Instructions for the task: Pick out every line in the records that contains the word "Query" and copy each one. Case counts.

------ Listing ------

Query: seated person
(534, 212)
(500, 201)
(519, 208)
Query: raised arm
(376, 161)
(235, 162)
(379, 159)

------

Correct output:
Query: seated person
Query: raised arm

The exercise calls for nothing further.